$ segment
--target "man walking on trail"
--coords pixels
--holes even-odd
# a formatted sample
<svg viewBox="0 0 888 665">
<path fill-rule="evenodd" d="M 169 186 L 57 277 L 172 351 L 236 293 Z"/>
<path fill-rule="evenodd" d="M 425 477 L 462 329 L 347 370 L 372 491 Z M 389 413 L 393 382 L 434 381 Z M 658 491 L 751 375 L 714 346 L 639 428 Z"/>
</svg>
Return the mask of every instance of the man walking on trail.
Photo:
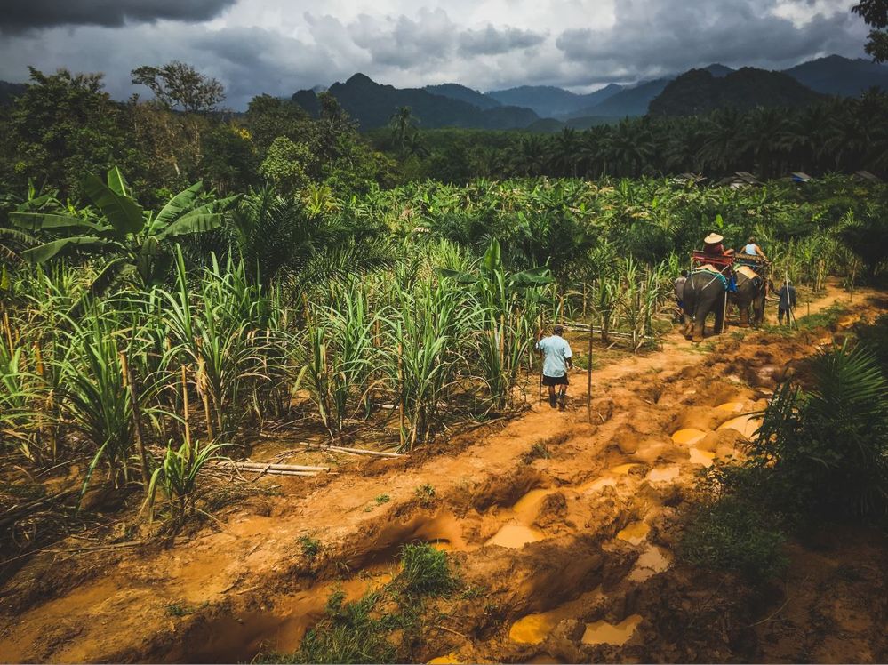
<svg viewBox="0 0 888 665">
<path fill-rule="evenodd" d="M 681 320 L 682 314 L 684 312 L 684 303 L 682 300 L 684 299 L 684 283 L 688 281 L 688 271 L 682 270 L 682 274 L 676 278 L 676 303 L 678 305 L 678 318 Z"/>
<path fill-rule="evenodd" d="M 544 386 L 548 386 L 548 405 L 553 409 L 560 406 L 564 410 L 564 400 L 567 396 L 567 370 L 573 369 L 573 363 L 571 358 L 573 352 L 571 345 L 567 343 L 562 335 L 564 329 L 560 325 L 556 325 L 552 329 L 552 334 L 548 337 L 542 337 L 537 342 L 537 350 L 545 354 L 543 359 L 543 378 Z M 555 387 L 558 386 L 558 394 L 555 394 Z"/>
<path fill-rule="evenodd" d="M 778 325 L 783 325 L 783 316 L 787 317 L 787 325 L 792 325 L 792 310 L 796 308 L 796 287 L 787 279 L 780 286 L 780 301 L 777 305 Z"/>
</svg>

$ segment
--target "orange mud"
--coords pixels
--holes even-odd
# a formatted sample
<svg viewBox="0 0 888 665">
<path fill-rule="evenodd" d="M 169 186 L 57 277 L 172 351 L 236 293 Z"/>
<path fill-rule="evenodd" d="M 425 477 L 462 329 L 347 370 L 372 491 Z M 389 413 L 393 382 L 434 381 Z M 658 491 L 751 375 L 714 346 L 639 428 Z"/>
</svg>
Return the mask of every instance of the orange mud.
<svg viewBox="0 0 888 665">
<path fill-rule="evenodd" d="M 842 297 L 835 292 L 824 301 Z M 876 310 L 859 292 L 853 316 Z M 695 474 L 742 456 L 748 414 L 835 327 L 794 337 L 732 329 L 712 350 L 674 333 L 661 351 L 595 373 L 591 423 L 578 373 L 566 412 L 534 405 L 498 430 L 436 445 L 436 454 L 276 479 L 280 496 L 222 511 L 220 525 L 183 542 L 35 557 L 0 597 L 0 661 L 292 651 L 332 591 L 358 597 L 396 573 L 403 544 L 428 541 L 483 592 L 434 601 L 442 613 L 412 645 L 415 661 L 884 661 L 884 536 L 793 545 L 786 587 L 764 600 L 674 551 Z M 532 459 L 539 443 L 549 456 Z M 418 498 L 425 485 L 433 499 Z M 377 505 L 382 493 L 390 501 Z M 304 534 L 321 543 L 315 559 L 301 553 Z"/>
</svg>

• _Exercise aim_
Write out everything from the start of the rows down to the line containing "681 320 L 682", including that line, and leave the pictures out.

• _Completed exercise_
$ segment
--target "man walking on trail"
--coords pixels
--holes even-odd
# a formatted sample
<svg viewBox="0 0 888 665">
<path fill-rule="evenodd" d="M 169 186 L 57 277 L 172 351 L 236 293 Z"/>
<path fill-rule="evenodd" d="M 425 477 L 462 329 L 347 370 L 372 491 Z M 389 413 L 393 382 L 434 381 Z M 658 491 L 751 375 L 714 346 L 639 428 Z"/>
</svg>
Return the mask of every instance of the man walking on trail.
Photo:
<svg viewBox="0 0 888 665">
<path fill-rule="evenodd" d="M 681 320 L 682 314 L 684 312 L 684 303 L 682 300 L 684 299 L 684 283 L 688 281 L 688 271 L 682 270 L 682 274 L 676 278 L 676 303 L 678 305 L 678 318 Z"/>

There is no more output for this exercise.